Reading text.
● ● ● ● ● ● ●
R/safely_select_variables.R
safely_select_variables.Rd
The safely_select_variables() function selects variables from dataset returned by safely_transform_data() function. For each original variable exactly one variable is chosen
either original one or transformed one. The choice is based on the AIC value for linear model (regression) or logistic regression (classification).
safely_select_variables(
safe_extractor,
data,
y = NULL,
which_y = NULL,
class_pred = NULL,
verbose = TRUE
)
object containing information about variables transformations created with safe_extraction() function
data, original dataset or the one returned by safely_transform_data() function. If data do not contain transformed variables then transformation is done inside this function using 'safe_extractor' argument. Data may contain response variable or not - if it does then 'which_y' argument must be given, otherwise 'y' argument should be provided.
● ● ● ● ● ● ●
Task set.
[a] Using the safely_select_variables() documentation, answer these questions:
(i) Which value decides whether the original or the transformed variable is chosen?
(ii) What is the default value of the verbose argument?
(iii) If the data contain the response variable, which argument must be given?
[b] How would the safely_select_variables() documentation go on after its last sentence? Write the next part.

Given data.
● ● ● ● ● ● ●
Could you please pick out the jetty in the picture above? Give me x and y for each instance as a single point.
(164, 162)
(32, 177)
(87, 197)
● ● ● ● ● ● ●
Task responses.
[a]
(i) The AIC value for a linear model (regression) or logistic regression (classification).
(ii) TRUE.
(iii) 'which_y'.

[b]
vector of responses, must be given if data does not contain it
numeric or character (optional), must be given if data contains response values
numeric or character, used only in multi-classification problems. If response vector has more than two levels, then 'class_pred' should indicate the class of interest which will denote failure - all other classes will stand for success.
logical, if progress bar is to be printed
vector of variables names, selected based on AIC values
library(DALEX)
library(randomForest)
library(rSAFE)
data <- apartments[1:500,]
set.seed(111)
model_rf <- randomForest(m2.price ~ construction.year + surface + floor +
no.rooms + district, data = data)
explainer_rf <- explain(model_rf, data = data[,2:6], y = data[,1])
#> Preparation of a new explainer is initiated
#> -> model label : randomForest ( default )
#> -> data : 500 rows 5 cols
#> -> target variable : 500 values
#> -> predict function : yhat.randomForest will be used ( default )
#> -> predicted values : No value for predict function target column. ( default )
#> -> model_info : package randomForest , ver. 4.7.1.1 , task regression ( default )
#> -> predicted values : numerical, min = 2010.939 , mean = 3502.345 , max = 5764.513
#> -> residual function : difference between y and yhat ( default )
#> -> residuals : numerical, min = -387.9388 , mean = -0.6372461 , max = 749.0998
#> A new explainer has been created!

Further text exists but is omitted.